In December, 2009, Dawes was awarded the Food Arts Silver Spoon Award in a profile written by José Andrés

". . .That we were the first to introduce American readers to Ferran Adrià in 1997 and have ever since continued to bring you a blow-by-blow narrative of Spain's riveting ferment is chiefly due to our Spanish correspondent, Gerry "Mr. Spain" Dawes, the messianic wine and food journalist raised in Southern Illinois and possessor of a self-accumulated doctorate in the Spanish table. Gerry once again brings us up to the very minute. . ." - - Michael & Ariane Batterberry, Editor-in-Chief/Publisher and Founding Editor/Publisher, Food Arts, October 2009. 
 
Pilot for a reality television series on wine, gastronomy, culture and travel in Spain.
 

Lunch with Lucio at Casa Lucio, Cava Baja, Madrid. Ensalada, Lechazo Asado (Roast Suckling Lamb) and Plenty of Rioja Reserva Tinto.



* * * * *
 (Note:  All text & photographs, except when otherwise indicated, are by Gerry Dawes©2019.)
 
Gerry Dawes and legendary Casa Lucio owner Lucio Blásquez at lunch at Casa Lucio, Cava Baja, Madrid.

Today, I left Madrid Fusión early to have a late lunch (at 4:30 p.m.) at Casa Lucio, and because of the taxi strike in Madrid, I had to take three Metro lines an about 45 minutes to get the La Latina stop, which is around the block from Lucio, but it was worth it. I had been here Sunday night with my friend Harold Heckle and learned that my old friend,  the 86-year old legendary owner Lucio Blásquez, has because of his health and his age has now retired from dinner service and only comes to the restaurant during lunchtime, so I went specifically to see him.  

 Lucio's son Javier, General Manager of Casa Lucio, serving us lechazo asado, at lunch at Casa Lucio, Cava Baja, Madrid.

------------------------------------------------------------

■ Problems ■
A: Pull out every line of the records, from the line containing "Task: kindly identify the blurred" down to the final line of the records, with both of those lines included, and reproduce them unchanged.
B: Pick up the account of lunch at Casa Lucio in Madrid after its last sentence and keep writing it.
The records that come next are unrelated to the text.

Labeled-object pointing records
------------------------------------------------------------

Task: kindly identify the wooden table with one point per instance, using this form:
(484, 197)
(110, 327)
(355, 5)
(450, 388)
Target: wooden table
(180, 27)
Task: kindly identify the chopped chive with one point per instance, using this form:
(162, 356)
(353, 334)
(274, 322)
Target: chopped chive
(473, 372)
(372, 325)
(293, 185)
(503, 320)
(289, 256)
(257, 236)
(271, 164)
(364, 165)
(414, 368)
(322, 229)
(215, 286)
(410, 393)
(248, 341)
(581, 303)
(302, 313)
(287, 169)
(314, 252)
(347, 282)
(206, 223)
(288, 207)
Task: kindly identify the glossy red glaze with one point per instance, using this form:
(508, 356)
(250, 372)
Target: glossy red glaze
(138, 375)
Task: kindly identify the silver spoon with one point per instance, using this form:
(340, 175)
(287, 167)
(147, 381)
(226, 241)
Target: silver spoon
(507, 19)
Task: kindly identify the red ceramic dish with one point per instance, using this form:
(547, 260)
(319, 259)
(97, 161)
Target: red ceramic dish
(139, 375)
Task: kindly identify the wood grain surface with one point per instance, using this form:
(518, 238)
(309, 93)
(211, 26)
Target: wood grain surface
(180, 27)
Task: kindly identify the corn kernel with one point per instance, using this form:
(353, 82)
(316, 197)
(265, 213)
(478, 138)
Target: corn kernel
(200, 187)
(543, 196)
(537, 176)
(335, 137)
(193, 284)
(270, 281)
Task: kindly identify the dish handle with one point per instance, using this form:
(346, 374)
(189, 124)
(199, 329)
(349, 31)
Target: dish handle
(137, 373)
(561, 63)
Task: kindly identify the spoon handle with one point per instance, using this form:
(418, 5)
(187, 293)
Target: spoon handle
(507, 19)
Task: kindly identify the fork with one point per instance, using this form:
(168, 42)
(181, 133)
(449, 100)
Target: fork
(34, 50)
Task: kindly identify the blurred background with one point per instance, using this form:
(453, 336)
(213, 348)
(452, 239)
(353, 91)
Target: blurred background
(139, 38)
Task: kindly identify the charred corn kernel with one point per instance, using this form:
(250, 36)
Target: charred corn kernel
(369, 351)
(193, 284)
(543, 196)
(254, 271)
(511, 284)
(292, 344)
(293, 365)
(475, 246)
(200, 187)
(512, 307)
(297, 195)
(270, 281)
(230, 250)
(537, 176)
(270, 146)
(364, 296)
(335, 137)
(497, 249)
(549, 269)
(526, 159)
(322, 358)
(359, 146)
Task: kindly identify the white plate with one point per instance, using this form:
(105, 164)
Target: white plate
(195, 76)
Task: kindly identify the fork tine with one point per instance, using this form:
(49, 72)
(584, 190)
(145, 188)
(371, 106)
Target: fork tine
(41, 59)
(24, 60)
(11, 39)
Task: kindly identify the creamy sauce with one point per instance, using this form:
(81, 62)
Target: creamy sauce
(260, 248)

------------------------------------------------------------

■ Final answers ■
A:
Task: kindly identify the blurred background with one point per instance, using this form:
(453, 336)
(213, 348)
(452, 239)
(353, 91)
Target: blurred background
(139, 38)
Task: kindly identify the charred corn kernel with one point per instance, using this form:
(250, 36)
Target: charred corn kernel
(369, 351)
(193, 284)
(543, 196)
(254, 271)
(511, 284)
(292, 344)
(293, 365)
(475, 246)
(200, 187)
(512, 307)
(297, 195)
(270, 281)
(230, 250)
(537, 176)
(270, 146)
(364, 296)
(335, 137)
(497, 249)
(549, 269)
(526, 159)
(322, 358)
(359, 146)
Task: kindly identify the white plate with one point per instance, using this form:
(105, 164)
Target: white plate
(195, 76)
Task: kindly identify the fork tine with one point per instance, using this form:
(49, 72)
(584, 190)
(145, 188)
(371, 106)
Target: fork tine
(41, 59)
(24, 60)
(11, 39)
Task: kindly identify the creamy sauce with one point per instance, using this form:
(81, 62)
Target: creamy sauce
(260, 248)

B:
Lucio, his daughter Mari, son and general manager Javier and three of Lucio´s Chinchón card game* playing buddies made room for me at the family table. We had a superb lunch with lechazo asado (roast suckling lamb), great potatoes on the side, a good lettuce and onion salad, dressed with just the right amount of vinegar, Spanish Extra Virgen Olive Oil and sal gorda (sea salt), plus at my request they brought out a plate of excellent cherry tomatoes to put in the salad.  
 
Lechazo asado at Casa Lucio, Cava Baja, Madrid.

And there was plenty of Montecillo Rioja Reserva red wine from magnum. After lunch, Lucio and his friends began playing Chinchón, a card game that Lucio has played nearly every day (and many nights) of his adult life after lunch and/or dinner. 

  After lunch, Lucio and his friends began playing Chinchón, a card game that Lucio has played nearly every day (and many nights) of his adult life after lunch and/or dinner.

Casa Lucio is one of my favorite restaurants in Madrid. It is one of Madrid's best known restaurants and reservations are hard to come by, but Lucio Blásquez, Mari (his daughter) and Javier (one of his sons) treat me like a long-lost family member when I show up and somehow manage to find me a table. 

As usual, going to Casa Lucio was like coming home and after a year away from Madrid, seeing Lucio was long overdue.  (Kay and I and my great friend Harold Heckle and his girlfriend Ana Belén spent New Year´s Eve 2017 and rang in 2018 at another of Lucio´s restaurants, Viejo Madrid) across the street from Casa Lucio.)


 With Lucio, Mari and Javier Blásquez with their family and friends at Viejo Madrid celebrating la Noche Vieja (New Year´s Eve) 2018-2018.

 Harold Heckle, Kay Balun, Lucio Blásquezat Viejo Madrid celebrating la Noche Vieja (New Year´s Eve) 2018-2018.


(*Chinchón is a matching card game played in Spain, Uruguay, Argentina, Cape Verde and other places. It is a close variant of Gin rummy, with which it shares the same objective: making sets, groups or runs, of matching cards. The name is spelled Txintxon in Basque and in Cape Verdean Creole. -- Wikipedia)


* * * * *
  Shall deeds of Caesar or Napoleon ring
More true than Don Quixote's vapouring?
Hath winged Pegasus more nobly trod
Than Rocinante stumbling up to God?
 
Poem by Archer M. Huntington inscribed under the Don Quixote on his horse Rocinante bas-relief sculpture by his wife, Anna Vaughn Hyatt Huntington,
in the courtyard of the Hispanic Society of America’s incredible museum at 613 W. 155th Street, New York City.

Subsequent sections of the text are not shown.